SHORT EXERCISE:
Starting at the line containing "the dark sky" and ending with the line containing "x=133, y=101", write out those lines again, changing "dark sky" to "night sky" and leaving everything else untouched.
# Start of PROVIDED ENTRIES
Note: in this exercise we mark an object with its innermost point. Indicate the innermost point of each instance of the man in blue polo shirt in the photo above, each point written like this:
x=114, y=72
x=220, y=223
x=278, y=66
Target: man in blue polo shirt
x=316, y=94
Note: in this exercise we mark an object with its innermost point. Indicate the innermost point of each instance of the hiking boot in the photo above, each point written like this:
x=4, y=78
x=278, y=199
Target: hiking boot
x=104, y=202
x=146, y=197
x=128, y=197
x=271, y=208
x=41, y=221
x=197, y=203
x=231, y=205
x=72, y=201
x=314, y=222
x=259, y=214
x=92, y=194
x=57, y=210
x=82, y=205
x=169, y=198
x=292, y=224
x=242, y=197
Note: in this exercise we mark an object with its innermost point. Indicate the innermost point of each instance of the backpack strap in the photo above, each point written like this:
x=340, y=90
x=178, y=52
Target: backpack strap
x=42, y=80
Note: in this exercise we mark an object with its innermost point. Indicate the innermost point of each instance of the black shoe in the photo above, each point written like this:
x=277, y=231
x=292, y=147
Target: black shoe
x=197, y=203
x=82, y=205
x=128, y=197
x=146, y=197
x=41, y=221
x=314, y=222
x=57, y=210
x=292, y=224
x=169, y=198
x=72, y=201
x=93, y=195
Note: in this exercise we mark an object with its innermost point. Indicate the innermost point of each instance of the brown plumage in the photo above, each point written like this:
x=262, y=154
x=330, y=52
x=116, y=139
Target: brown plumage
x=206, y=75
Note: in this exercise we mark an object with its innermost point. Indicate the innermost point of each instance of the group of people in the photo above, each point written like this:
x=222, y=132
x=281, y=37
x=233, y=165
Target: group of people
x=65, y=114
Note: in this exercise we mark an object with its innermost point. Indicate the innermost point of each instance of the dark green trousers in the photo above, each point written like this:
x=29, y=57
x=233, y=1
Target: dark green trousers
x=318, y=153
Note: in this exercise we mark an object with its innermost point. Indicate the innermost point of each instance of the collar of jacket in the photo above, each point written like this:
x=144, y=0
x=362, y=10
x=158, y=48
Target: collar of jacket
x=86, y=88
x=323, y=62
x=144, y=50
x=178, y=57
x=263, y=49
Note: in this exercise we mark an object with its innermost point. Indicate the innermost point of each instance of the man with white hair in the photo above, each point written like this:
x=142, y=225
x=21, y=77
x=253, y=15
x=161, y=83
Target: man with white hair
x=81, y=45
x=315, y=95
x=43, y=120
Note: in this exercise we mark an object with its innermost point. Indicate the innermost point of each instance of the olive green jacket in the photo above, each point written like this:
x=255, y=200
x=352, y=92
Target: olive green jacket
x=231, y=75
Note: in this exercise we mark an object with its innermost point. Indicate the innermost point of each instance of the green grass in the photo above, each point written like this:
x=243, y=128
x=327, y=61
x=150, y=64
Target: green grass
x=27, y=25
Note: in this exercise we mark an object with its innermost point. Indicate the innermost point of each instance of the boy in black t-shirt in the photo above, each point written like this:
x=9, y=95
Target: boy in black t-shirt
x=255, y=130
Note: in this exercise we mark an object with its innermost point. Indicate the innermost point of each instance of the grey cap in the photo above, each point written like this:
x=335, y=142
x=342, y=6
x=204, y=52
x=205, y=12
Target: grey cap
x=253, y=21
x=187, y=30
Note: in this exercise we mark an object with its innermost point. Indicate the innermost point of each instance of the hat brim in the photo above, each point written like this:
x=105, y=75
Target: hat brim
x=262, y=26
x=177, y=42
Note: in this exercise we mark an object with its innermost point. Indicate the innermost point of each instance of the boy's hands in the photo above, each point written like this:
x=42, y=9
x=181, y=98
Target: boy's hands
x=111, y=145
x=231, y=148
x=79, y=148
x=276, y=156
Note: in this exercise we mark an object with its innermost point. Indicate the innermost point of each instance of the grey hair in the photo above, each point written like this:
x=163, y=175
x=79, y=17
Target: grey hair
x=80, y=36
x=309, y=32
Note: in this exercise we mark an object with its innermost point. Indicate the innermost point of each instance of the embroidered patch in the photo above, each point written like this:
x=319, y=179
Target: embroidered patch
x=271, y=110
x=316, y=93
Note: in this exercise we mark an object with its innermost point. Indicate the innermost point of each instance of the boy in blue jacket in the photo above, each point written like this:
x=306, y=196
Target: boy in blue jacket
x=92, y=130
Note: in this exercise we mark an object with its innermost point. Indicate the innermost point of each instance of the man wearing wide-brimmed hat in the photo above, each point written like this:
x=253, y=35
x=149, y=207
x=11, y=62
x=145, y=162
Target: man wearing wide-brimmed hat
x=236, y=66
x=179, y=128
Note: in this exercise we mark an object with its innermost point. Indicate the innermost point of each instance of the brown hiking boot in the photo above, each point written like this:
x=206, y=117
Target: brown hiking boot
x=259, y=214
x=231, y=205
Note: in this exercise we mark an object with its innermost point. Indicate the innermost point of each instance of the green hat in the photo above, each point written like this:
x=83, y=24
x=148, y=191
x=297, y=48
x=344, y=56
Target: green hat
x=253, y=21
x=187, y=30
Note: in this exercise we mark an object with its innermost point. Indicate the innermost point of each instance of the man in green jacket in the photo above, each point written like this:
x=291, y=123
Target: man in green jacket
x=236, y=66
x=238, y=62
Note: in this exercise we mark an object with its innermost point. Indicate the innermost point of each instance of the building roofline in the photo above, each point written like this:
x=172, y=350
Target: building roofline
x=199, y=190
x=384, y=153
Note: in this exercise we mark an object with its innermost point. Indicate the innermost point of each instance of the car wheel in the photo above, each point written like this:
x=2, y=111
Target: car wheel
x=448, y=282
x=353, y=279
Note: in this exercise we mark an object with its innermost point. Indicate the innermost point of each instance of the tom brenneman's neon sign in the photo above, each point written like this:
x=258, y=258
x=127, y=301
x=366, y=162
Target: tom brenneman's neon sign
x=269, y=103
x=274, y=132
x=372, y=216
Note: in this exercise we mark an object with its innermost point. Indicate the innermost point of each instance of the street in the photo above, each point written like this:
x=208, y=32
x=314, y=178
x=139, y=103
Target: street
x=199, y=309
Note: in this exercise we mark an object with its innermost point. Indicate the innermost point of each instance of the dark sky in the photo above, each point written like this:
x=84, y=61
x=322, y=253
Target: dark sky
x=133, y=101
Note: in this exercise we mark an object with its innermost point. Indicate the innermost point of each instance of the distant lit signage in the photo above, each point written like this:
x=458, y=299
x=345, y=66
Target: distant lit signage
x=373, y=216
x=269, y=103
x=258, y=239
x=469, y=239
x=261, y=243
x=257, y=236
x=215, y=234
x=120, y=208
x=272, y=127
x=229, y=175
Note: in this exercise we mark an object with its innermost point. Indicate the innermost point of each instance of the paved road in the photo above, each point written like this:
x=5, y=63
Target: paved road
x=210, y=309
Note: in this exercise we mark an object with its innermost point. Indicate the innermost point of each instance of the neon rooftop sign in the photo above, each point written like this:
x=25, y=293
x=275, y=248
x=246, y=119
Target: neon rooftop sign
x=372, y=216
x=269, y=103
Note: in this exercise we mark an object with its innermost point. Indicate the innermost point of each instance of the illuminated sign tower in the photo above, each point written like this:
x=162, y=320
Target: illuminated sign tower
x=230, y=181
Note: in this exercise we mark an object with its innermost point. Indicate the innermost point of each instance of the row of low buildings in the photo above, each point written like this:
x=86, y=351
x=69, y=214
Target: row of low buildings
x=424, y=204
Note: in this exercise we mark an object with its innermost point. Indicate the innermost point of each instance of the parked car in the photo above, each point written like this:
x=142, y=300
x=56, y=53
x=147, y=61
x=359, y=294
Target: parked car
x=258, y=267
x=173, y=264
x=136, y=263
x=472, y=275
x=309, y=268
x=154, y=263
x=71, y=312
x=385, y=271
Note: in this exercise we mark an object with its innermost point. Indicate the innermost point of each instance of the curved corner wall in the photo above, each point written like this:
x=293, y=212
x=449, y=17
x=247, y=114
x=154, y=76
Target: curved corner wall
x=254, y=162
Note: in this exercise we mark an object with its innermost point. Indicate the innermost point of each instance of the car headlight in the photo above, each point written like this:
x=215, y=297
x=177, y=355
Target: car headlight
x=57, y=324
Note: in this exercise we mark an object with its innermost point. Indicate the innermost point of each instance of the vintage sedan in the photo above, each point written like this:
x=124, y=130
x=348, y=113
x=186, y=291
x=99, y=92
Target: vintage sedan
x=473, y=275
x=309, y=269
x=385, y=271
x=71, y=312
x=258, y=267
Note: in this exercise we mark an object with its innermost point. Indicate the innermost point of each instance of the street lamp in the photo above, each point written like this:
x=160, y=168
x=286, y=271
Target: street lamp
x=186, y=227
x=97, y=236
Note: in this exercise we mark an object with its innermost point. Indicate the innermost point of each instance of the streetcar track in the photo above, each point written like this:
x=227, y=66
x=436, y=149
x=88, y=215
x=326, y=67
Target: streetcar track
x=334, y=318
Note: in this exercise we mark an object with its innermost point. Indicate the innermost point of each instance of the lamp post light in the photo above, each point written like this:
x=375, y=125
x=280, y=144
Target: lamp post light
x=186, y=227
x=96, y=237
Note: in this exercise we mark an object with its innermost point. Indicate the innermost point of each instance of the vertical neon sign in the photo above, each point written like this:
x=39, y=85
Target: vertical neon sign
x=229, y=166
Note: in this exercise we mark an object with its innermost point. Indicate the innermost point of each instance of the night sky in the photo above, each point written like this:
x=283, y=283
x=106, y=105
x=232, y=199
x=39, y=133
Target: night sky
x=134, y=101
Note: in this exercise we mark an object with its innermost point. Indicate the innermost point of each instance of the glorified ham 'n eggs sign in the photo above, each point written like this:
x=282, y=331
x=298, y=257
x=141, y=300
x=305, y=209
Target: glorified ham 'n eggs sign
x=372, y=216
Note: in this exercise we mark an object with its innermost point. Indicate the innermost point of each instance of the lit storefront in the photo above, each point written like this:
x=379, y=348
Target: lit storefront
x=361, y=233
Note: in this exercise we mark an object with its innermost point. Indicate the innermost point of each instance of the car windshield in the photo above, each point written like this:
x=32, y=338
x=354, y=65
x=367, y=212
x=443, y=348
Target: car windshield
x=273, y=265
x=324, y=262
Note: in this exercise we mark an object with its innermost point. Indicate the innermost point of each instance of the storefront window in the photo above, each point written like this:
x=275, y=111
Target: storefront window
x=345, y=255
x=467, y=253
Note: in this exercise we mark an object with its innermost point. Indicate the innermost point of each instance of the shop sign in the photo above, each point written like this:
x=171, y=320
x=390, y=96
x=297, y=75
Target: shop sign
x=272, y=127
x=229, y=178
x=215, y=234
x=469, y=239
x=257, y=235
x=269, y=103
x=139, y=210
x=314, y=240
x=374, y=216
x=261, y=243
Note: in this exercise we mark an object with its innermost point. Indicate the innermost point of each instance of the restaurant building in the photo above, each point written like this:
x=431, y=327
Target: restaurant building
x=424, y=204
# End of PROVIDED ENTRIES
RESULT BELOW:
Note: in this exercise we mark an object with its innermost point. Indicate the innermost point of each instance of the night sky in the photo above, each point written like this:
x=84, y=61
x=322, y=253
Target: night sky
x=133, y=101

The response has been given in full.